▸ WRITTEN PROBLEM A:
Express the listing, from the line containing "Could you point at the metal" through the end of the listing, as a JSON list of strings with one string per line and no blank lines.

*** DOCUMENT EXCERPT

Cubana de Aviación Flight 1216 was a McDonnell Douglas DC-10 that overran the runway at La Aurora International Airport, Guatemala City, on 21 December 1999. Eight passengers and eight crew members on board were killed as well as two people on the ground.

Aircraft and crew

The aircraft involved was a McDonnell Douglas DC-10, registration F-GTDI, leased by Cubana de Aviación from AOM French Airlines. It was just under 27 years old and had flown 85,760 hours at the time of the accident. It had been previously owned by Air Afrique with registration TU-TAL and was involved in the hijacking of Air Afrique Flight 056. 

The captain was 54-year-old Jorge Toledo, who had been a DC-10 captain since 1993 and was flying for Cubana de Aviación since 1972. He had 16,117 flight hours, including 4,872 hours on the DC-10. The first officer was 41-year-old Cecelio Hernandez, who had been a DC-10 first officer since 1993 and was flying for Cubana de Aviación since 1978. He had previously been a captain of the Yakovlev Yak-42 aircraft. Hernandez had 8,115 flight hours, with 4,156 of them on the DC-10. The 59-year-old flight engineer Moises Borges was the most experienced member of the crew; had been a DC-10 flight engineer since 1992 and was flying for Cubana de Aviación since 1966. and logging 22,819 flight hours, including 4,939 on the DC-10.

Accident
Flight 1216 was a special charter transporting Guatemalan students home from universities in Cuba. The aircraft took off from José Martí International Airport in Cuba with 296 passengers and 18 crew on board. After a two-hour flight the aircraft was cleared to land on Runway 19 at La Aurora International Airport. On landing the pilots were unable to stop the aircraft and it ran off the end of the runway and down a slope, crashing into ten houses. The accident killed 18 people in all: eight passengers and eight crew members on board the aircraft, and two occupants of the houses. There were 298 passengers and crew who survived; however 37 passengers and crew and another 20 people on the ground were injured in the accident. The aircraft was damaged beyond repair and written off.

******
*** DATA LINES

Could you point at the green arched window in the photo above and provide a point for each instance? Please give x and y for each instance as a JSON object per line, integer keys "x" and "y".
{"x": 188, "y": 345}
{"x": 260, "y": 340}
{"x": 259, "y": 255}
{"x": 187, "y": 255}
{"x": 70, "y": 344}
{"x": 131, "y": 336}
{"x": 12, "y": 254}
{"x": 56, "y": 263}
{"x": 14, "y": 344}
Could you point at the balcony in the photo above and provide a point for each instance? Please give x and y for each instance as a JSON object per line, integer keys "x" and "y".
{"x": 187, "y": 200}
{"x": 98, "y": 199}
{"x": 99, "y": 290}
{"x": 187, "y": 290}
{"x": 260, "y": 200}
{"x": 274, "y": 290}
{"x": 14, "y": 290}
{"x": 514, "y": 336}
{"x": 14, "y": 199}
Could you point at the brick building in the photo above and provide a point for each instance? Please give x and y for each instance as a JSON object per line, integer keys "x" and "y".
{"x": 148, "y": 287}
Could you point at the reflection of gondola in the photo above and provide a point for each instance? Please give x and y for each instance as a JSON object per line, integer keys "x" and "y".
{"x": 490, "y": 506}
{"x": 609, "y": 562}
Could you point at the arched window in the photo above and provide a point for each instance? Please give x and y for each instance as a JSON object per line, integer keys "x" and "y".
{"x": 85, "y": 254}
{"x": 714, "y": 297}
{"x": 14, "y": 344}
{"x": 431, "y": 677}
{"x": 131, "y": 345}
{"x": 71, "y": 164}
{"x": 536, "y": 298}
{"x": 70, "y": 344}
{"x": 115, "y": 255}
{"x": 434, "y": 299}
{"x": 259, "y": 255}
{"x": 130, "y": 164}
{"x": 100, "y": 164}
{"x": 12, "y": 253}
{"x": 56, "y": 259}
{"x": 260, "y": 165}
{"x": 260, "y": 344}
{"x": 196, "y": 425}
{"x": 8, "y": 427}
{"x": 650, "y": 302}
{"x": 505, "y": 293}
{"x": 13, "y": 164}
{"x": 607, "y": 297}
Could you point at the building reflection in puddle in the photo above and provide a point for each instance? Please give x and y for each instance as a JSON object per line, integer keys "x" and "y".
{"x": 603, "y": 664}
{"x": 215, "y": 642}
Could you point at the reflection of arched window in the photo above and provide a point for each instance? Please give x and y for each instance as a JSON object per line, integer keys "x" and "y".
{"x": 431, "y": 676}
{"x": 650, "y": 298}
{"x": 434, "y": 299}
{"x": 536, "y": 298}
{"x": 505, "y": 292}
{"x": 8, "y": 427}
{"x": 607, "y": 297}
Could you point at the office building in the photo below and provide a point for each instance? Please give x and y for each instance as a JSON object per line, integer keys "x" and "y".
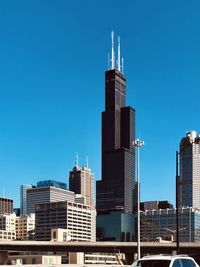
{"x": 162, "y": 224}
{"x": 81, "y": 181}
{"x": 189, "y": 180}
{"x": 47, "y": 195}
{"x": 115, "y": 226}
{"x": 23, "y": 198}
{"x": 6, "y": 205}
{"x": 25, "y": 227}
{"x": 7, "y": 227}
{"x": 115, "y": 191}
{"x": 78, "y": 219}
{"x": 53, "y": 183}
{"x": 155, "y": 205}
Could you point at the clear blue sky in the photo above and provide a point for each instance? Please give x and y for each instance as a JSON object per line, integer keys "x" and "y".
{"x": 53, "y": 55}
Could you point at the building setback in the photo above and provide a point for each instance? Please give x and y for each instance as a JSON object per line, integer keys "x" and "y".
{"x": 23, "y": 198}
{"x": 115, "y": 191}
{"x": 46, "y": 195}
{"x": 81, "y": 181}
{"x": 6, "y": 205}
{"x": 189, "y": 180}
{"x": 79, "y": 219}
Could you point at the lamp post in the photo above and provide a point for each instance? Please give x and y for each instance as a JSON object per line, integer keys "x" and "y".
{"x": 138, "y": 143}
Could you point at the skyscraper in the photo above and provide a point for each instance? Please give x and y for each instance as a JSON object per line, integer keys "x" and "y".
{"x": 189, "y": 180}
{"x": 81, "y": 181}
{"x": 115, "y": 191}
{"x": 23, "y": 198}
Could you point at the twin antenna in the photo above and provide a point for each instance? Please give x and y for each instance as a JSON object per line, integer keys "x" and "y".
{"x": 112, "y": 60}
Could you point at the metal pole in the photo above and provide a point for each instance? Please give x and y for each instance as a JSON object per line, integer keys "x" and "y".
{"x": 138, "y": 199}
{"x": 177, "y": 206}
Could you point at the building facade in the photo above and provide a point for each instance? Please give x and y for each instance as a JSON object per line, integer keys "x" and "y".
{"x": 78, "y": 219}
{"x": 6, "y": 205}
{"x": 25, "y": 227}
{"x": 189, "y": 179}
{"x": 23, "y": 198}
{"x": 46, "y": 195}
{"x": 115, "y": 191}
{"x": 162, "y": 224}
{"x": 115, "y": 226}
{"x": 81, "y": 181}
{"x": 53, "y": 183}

******

▸ WRITTEN PROBLEM B:
In the text about the Flight 1216 accident, what registration did the DC-10 leased from AOM French Airlines carry?

▸ FINISHED ANSWER A:
[
  "Could you point at the metal pole in the photo above and provide a point for each instance? Please give x and y for each instance as a JSON object per line, integer keys \"x\" and \"y\".",
  "{\"x\": 138, \"y\": 199}",
  "{\"x\": 177, \"y\": 206}",
  "Could you point at the building facade in the photo above and provide a point for each instance? Please give x and y for each instance as a JSON object per line, integer keys \"x\" and \"y\".",
  "{\"x\": 78, \"y\": 219}",
  "{\"x\": 6, \"y\": 205}",
  "{\"x\": 25, \"y\": 227}",
  "{\"x\": 189, \"y\": 179}",
  "{\"x\": 23, \"y\": 198}",
  "{\"x\": 46, \"y\": 195}",
  "{\"x\": 115, \"y\": 191}",
  "{\"x\": 162, \"y\": 224}",
  "{\"x\": 115, \"y\": 226}",
  "{\"x\": 81, \"y\": 181}",
  "{\"x\": 53, \"y\": 183}"
]

▸ FINISHED ANSWER B:
F-GTDI